* _What to produce_
How many lines in the listing below include the word "mirror"? Answer with the number and nothing else.

++++ Supplied material ++++

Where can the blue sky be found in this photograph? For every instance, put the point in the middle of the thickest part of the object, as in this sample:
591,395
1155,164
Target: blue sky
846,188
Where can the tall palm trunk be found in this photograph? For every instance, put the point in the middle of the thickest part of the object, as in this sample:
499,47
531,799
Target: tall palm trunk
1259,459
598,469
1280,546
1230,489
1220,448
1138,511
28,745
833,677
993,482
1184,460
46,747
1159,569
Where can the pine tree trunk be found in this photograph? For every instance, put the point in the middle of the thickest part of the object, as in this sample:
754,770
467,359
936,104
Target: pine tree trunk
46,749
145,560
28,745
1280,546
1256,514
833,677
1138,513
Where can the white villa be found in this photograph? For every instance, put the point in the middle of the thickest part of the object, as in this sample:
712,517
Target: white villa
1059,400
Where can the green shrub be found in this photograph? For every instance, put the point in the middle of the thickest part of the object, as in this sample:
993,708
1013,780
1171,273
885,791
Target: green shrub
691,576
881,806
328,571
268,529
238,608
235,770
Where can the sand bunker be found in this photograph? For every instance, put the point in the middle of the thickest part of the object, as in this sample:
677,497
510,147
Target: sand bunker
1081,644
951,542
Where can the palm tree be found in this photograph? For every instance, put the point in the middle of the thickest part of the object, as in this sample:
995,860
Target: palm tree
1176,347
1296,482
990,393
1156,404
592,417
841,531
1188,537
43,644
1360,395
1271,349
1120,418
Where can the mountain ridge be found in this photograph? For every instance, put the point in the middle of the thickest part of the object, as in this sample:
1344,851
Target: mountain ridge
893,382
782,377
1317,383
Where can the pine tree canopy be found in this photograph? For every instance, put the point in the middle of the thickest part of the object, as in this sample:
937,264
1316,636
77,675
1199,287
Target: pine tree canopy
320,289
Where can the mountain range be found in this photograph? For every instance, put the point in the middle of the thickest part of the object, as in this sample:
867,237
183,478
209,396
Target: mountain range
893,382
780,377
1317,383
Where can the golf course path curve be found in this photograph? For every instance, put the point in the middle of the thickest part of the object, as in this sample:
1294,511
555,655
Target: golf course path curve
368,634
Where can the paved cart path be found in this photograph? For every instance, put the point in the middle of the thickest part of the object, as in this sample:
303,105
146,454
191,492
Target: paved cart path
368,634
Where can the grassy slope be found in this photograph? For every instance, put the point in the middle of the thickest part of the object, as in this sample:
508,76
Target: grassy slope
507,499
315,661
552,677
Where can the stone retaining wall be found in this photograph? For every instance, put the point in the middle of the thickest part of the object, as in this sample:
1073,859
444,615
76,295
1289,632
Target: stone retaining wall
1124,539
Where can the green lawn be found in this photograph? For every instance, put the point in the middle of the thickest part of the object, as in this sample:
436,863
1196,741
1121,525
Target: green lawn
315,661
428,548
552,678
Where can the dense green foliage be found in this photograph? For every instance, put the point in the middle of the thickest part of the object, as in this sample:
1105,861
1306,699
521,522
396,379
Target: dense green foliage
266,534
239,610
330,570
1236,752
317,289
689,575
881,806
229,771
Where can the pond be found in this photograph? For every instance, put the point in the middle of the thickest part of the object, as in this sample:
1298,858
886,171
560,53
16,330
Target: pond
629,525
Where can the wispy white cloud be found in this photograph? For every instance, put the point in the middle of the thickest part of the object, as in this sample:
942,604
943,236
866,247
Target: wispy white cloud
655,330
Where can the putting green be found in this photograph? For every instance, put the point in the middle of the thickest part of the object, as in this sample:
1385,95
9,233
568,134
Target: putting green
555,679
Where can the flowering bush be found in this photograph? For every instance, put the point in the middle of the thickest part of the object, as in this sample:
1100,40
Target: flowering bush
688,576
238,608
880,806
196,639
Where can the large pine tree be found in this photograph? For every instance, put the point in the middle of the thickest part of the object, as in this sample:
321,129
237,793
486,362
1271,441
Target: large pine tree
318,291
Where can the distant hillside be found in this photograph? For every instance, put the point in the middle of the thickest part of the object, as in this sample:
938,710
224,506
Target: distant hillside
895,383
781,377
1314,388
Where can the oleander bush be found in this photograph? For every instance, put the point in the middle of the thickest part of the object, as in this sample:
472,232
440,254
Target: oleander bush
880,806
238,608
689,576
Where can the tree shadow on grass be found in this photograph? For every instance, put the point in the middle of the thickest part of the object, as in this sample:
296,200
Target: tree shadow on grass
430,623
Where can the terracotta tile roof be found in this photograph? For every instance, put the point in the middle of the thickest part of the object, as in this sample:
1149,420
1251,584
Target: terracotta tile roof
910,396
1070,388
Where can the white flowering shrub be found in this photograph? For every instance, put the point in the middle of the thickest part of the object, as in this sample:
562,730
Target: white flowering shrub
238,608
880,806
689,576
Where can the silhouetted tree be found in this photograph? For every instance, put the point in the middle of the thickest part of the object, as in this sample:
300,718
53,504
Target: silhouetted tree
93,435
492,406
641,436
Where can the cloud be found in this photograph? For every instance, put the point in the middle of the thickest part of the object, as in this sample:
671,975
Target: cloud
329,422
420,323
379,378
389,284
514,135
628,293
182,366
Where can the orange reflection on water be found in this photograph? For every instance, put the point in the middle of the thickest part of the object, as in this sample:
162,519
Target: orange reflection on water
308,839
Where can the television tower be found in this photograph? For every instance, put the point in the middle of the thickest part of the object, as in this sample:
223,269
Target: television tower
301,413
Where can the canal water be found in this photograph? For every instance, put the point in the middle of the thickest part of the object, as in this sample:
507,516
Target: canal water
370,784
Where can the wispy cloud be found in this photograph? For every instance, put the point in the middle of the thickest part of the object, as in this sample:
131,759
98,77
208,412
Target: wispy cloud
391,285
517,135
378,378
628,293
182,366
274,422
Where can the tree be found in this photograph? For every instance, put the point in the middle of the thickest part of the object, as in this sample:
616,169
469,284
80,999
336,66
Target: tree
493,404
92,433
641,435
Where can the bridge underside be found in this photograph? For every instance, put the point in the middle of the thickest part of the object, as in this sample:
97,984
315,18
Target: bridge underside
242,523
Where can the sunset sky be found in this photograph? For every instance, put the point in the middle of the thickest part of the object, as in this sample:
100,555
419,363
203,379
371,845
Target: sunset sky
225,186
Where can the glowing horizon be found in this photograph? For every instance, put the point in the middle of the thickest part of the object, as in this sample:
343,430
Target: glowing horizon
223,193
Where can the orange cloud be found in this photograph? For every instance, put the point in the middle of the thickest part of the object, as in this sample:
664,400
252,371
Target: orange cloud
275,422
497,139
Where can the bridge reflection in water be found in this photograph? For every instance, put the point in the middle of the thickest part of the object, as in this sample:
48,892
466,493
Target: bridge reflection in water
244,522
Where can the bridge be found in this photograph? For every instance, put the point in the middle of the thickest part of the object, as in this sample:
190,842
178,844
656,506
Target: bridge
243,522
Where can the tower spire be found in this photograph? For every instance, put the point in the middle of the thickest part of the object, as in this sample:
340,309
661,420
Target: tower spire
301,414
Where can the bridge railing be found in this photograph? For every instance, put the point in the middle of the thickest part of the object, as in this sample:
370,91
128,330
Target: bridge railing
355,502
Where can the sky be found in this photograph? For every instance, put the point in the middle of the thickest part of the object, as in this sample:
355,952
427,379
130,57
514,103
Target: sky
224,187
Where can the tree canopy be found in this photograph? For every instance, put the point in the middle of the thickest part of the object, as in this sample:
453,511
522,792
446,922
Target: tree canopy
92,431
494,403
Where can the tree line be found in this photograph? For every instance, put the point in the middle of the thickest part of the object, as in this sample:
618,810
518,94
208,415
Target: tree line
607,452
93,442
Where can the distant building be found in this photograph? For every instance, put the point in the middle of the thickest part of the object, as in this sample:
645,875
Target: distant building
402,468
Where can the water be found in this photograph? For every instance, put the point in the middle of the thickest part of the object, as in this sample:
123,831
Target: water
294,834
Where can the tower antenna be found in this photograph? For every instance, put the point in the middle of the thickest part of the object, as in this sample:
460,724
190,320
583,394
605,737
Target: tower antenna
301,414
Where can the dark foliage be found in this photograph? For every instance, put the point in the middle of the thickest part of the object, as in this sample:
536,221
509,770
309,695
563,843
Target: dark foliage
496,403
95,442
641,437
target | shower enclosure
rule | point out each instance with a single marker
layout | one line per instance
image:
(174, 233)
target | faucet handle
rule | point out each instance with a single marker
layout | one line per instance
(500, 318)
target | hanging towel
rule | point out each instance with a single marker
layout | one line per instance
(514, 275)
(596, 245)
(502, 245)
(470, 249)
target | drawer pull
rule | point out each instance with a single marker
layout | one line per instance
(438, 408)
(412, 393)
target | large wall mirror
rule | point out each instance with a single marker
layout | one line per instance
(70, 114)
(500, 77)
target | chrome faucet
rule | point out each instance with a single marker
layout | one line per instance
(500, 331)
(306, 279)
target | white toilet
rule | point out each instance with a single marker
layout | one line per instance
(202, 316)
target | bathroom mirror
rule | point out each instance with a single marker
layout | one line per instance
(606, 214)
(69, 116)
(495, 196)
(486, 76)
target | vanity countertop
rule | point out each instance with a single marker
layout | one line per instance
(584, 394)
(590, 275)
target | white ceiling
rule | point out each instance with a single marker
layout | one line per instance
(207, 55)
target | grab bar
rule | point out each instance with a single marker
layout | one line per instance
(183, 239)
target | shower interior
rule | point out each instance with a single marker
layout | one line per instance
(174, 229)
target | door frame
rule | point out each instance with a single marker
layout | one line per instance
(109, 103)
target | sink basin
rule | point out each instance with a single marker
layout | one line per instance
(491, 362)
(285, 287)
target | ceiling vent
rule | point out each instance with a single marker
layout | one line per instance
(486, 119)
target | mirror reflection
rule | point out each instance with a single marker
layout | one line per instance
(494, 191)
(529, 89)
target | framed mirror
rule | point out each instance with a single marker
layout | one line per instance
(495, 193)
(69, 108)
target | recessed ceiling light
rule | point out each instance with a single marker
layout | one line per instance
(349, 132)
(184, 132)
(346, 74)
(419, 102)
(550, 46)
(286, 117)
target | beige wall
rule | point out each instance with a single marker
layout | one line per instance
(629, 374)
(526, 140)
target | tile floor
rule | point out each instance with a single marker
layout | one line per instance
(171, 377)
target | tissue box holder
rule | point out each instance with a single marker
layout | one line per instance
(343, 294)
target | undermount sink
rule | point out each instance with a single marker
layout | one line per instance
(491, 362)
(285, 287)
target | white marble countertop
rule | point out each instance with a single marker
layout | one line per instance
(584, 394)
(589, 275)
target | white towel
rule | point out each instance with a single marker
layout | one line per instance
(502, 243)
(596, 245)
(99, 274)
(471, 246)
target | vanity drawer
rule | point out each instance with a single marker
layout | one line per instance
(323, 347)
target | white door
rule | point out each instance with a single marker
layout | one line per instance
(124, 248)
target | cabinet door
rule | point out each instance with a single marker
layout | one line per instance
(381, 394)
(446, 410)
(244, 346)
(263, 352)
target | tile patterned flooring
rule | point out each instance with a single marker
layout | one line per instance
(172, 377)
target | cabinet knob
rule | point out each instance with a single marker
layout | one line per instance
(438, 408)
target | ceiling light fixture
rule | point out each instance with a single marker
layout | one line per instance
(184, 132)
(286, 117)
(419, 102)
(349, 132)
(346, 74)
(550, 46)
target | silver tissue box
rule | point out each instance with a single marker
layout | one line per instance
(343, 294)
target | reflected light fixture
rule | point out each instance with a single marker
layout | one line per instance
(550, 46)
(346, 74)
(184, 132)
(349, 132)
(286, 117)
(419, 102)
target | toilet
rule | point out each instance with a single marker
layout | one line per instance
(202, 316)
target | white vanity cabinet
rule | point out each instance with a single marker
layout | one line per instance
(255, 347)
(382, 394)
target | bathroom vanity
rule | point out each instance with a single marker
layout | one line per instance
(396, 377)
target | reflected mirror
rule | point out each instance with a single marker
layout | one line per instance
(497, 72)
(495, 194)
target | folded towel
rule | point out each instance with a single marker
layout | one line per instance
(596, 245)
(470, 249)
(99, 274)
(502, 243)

++++

* _Reply_
5